* **DOCUMENT TEXT**
'''
Postby Atomic Newt » Sat Jun 04, 2011 12:19 pm

Fabulous encouraging shares!! Thank you!! I'm reminded that when on bootcamp and we were unleashed on the unsuspecting locals, more than a few gave that great big smile and "da iawn chi!" when they heard we were learning...very encouraging!!

Just wanted to throw my own two cents in regarding the North/South thing. I can't speak from a whole lot of experience since I've not traveled around Wales extensively! But just from my own Bootcamp experience, what I've picked up from tv, books, radio, and from the stories I hear of other peoples travels, it seems that the North/South difference becomes more of a difference between learners. For example at Bootcamp, I'd studied the South course, but virtually everyone there studied the North course...led to a few head scratching moments on both of our parts (and a few more advanced learners were able to come to the rescue in those situations!) BUT I think a native speaker of the language, even if they were more likely to use certain vocab/constructions particular to their own area would of course still know the "other way" of saying it. They might still use their construction, but they would understand you!
'''
* **WORK REQUEST**
Answer these questions from the forum post:
(a) What did some locals say when they heard the learners were learning?
(b) Which course had the poster studied, and which course had virtually everyone else at Bootcamp studied?
(c) Who came to the rescue during the head-scratching moments?

* **RECORDS SUPPLIED**
'''
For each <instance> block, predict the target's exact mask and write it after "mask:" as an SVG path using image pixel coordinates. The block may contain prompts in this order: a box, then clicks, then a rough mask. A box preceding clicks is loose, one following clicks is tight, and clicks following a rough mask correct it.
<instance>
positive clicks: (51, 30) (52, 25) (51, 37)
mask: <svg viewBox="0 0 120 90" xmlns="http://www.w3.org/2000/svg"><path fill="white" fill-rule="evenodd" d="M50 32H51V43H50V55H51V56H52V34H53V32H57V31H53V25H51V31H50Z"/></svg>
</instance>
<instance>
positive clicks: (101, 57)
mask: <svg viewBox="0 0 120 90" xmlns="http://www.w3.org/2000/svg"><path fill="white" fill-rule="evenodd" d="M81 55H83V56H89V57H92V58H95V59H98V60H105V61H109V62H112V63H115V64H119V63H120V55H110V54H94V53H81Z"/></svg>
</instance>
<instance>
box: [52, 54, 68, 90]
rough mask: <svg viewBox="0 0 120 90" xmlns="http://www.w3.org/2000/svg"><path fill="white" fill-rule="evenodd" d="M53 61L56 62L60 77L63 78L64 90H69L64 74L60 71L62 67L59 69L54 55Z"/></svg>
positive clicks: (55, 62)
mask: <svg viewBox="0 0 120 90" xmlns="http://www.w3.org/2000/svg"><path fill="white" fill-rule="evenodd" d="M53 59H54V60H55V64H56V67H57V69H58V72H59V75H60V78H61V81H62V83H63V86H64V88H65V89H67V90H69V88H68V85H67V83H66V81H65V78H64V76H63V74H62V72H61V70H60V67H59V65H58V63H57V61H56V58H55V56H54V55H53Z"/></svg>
'''
'''
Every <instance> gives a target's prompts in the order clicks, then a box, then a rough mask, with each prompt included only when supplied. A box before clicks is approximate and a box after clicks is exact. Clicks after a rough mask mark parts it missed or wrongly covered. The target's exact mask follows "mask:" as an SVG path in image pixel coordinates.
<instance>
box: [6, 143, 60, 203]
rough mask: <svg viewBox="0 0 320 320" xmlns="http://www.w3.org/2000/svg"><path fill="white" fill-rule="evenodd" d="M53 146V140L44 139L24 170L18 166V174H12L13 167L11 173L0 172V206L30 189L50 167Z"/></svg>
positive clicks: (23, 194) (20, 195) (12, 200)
'''
* **ANSWER SPACE**
(a) "da iawn chi!"
(b) The poster had studied the South course; virtually everyone else had studied the North course.
(c) A few more advanced learners.